» Set problem:
Locate every line in the listing that contains the word "curtain" and copy each such line in full.

»»

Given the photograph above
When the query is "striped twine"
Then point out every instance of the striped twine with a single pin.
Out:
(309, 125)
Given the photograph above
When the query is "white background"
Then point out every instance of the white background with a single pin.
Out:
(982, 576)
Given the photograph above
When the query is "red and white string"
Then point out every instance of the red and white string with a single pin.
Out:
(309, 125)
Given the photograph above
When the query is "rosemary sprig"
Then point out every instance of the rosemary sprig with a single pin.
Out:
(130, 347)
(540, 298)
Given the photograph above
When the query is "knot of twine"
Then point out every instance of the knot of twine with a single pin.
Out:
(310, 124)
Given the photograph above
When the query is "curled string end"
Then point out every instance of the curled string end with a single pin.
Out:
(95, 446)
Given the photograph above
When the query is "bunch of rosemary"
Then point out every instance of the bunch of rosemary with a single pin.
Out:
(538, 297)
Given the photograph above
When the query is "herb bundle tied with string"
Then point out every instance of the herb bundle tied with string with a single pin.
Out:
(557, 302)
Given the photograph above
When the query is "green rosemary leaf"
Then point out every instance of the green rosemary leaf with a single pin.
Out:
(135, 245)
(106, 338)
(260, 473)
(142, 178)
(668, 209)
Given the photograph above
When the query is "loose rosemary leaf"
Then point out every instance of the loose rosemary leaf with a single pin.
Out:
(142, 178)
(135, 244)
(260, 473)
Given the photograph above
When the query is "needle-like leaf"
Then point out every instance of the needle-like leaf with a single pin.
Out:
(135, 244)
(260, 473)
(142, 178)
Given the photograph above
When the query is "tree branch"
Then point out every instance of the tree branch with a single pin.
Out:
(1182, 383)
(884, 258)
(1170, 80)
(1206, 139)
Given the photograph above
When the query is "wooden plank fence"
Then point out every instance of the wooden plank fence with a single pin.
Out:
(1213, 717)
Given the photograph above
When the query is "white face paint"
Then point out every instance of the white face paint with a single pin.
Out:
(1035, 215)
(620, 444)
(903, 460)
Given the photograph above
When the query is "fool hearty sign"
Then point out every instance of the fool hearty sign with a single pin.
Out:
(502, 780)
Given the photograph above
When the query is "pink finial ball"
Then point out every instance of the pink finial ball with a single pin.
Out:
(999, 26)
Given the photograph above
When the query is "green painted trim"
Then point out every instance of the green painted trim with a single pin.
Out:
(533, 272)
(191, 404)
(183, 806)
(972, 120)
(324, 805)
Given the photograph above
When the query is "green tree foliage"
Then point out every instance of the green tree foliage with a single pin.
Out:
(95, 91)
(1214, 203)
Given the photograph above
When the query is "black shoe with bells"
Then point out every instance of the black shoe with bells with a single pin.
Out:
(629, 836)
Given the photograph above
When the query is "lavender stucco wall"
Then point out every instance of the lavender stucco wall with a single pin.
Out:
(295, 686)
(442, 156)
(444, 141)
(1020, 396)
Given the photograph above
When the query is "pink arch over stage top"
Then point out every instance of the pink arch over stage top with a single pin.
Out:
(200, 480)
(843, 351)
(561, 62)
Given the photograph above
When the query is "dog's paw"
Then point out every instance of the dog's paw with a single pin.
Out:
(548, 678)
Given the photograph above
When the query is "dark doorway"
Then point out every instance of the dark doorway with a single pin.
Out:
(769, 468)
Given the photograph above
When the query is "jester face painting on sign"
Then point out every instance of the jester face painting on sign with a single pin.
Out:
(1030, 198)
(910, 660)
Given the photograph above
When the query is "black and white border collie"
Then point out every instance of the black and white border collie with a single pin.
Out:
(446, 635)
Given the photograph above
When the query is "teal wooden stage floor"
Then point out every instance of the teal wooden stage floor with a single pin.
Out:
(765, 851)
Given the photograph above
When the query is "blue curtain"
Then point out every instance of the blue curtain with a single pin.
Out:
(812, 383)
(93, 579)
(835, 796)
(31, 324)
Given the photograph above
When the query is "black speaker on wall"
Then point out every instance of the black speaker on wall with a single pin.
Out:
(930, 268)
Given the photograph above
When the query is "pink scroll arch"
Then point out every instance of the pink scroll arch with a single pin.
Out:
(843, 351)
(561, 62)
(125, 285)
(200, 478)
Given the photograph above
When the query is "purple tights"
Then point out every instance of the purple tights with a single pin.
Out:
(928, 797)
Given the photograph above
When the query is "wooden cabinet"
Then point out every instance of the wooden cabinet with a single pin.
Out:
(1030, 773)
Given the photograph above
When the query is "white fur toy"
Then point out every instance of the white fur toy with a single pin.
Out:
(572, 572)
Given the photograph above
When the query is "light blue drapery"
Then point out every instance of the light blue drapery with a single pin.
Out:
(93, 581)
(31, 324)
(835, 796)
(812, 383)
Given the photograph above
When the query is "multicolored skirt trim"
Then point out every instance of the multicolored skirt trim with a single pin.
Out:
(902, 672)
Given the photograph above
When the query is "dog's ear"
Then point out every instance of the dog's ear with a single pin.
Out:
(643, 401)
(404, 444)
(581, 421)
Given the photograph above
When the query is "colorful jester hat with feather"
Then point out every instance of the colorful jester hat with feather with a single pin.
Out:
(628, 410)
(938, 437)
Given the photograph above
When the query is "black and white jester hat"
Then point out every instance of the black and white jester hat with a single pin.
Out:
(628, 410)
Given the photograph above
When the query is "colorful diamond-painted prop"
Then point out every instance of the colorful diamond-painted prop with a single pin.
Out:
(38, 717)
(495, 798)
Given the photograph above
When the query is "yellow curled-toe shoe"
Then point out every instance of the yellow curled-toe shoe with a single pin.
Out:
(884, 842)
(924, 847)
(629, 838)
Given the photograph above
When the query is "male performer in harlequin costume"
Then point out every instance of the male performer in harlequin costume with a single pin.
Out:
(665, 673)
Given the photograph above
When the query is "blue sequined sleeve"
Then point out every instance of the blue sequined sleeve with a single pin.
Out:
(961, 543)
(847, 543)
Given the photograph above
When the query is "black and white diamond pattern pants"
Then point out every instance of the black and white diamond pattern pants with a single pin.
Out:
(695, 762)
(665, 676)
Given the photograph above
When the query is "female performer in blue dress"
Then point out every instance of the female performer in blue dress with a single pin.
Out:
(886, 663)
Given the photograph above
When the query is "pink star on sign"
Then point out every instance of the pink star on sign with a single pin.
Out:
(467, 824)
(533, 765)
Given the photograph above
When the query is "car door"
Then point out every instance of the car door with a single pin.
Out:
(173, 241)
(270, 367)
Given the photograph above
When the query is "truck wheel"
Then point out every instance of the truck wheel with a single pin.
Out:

««

» Result of the task:
When the query is "blue curtain"
Then point out every instance of the blue curtain with a single pin.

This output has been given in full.